Problem to work on -> The full listing should be set down again precisely.

Data extracts ->
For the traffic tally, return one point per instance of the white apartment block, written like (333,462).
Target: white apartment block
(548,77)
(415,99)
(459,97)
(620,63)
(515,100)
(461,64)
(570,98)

Your response ->
For the traffic tally, return one point per instance of the white apartment block, written like (333,462).
Target: white apartment block
(548,77)
(415,99)
(459,97)
(620,63)
(515,100)
(461,64)
(570,98)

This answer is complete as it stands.